Page:

The full computer tracing system is unlikely to be in place until mid1998, and younger animals eligible for export under an alternative scheme would not be old enough for slaughter before then.

Mr Walsh also welcomed the broad thrust of Commission proposals in Agenda 2000 to rationalise and make coherent the different parts of its rural development programmes. There were developments in technology which made it possible to locate computer-based industries in rural areas.

"We don't all have to live in a city," Mr Walsh said, citing the example of a firm in Killorglin, Co Kerry, which processes data for many cities in the US.

Presenting the report, the Agriculture Commissioner, Mr Franz Fischler, insisted the challenge involved in saving rural communities was not one for agriculture alone.

Fifty per cent of farmers in the EU are now over 55 years of age, he said, and of these half had no successors.

It was inevitable then that farm numbers would decline, Mr Fischler said, while unemployment in rural areas was, at 12.5 per cent, already significantly above the EU average. New jobs would have to be found outside farming and through diversification.

Mr Fischler has been successful in getting support in the Commission for Agenda 2000's case to incorporate rural structural funding programmes under his aegis in the post-1999 budget. He hopes thus to ring-fence any expected savings in the agricultural guidance fund for the rural community.

Mr Fischler also hinted that in the less-developed regions the Commission would like to see income support payments to farmers.

Entries shown:
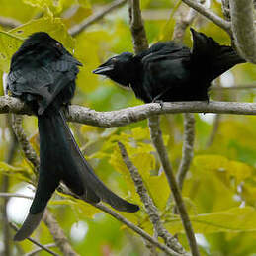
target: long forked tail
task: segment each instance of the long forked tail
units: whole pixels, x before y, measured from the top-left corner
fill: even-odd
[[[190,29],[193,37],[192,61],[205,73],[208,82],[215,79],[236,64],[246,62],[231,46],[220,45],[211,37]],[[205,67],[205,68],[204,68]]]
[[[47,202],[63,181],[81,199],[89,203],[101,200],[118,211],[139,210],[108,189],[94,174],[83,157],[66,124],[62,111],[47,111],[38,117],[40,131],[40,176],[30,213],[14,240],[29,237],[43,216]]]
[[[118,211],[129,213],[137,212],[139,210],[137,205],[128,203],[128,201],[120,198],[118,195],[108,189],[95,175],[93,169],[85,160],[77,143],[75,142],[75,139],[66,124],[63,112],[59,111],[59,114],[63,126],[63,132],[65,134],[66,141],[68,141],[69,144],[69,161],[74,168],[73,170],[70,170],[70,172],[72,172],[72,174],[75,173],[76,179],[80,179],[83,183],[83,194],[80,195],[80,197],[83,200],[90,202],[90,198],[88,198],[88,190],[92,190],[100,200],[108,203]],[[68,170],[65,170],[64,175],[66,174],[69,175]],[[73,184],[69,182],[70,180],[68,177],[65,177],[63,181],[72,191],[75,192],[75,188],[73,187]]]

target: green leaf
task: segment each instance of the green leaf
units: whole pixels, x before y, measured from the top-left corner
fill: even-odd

* * *

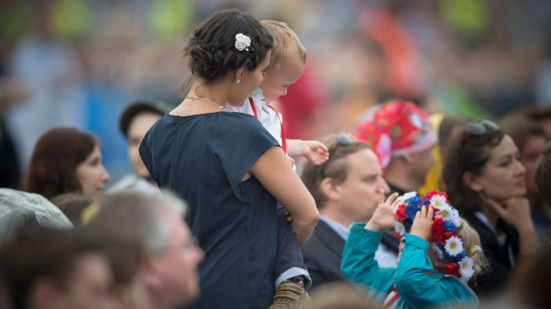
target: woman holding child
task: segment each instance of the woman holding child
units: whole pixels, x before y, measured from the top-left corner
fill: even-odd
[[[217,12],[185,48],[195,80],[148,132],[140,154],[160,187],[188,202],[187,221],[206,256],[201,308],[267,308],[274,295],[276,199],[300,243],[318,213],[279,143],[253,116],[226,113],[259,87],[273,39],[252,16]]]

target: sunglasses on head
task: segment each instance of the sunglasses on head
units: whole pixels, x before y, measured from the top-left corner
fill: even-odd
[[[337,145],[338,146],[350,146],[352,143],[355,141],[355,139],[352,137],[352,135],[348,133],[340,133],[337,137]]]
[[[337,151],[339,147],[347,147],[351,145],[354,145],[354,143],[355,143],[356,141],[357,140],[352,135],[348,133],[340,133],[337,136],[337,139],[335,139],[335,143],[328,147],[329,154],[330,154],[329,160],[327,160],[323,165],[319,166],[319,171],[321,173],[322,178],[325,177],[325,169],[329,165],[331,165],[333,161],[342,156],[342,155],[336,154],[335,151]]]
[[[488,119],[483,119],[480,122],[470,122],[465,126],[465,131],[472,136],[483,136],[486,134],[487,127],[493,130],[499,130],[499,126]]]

...

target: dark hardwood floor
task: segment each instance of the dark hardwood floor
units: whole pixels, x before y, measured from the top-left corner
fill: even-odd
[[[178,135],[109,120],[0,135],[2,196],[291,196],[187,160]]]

Tasks to carry out:
a - Please summarize the rural development passage in two sentences.
b - Answer these questions from the rural development passage, one per line:
(i) In what town is the firm that processes data for many US cities?
(ii) What share of EU farmers are over 55 years of age?
(iii) What is the unemployment rate in rural areas?
Answer from the text alone; the items play no part here.

Answers:
a - Mr Walsh welcomed the Agenda 2000 proposals to make the EU's rural development programmes coherent and noted that technology makes it possible to locate computer-based industries in rural areas. Agriculture Commissioner Franz Fischler said saving rural communities was not a challenge for agriculture alone, that farm numbers would inevitably decline, and that new jobs would have to be found outside farming and through diversification.

b -
(i) Killorglin, Co Kerry
(ii) Fifty per cent
(iii) 12.5 per cent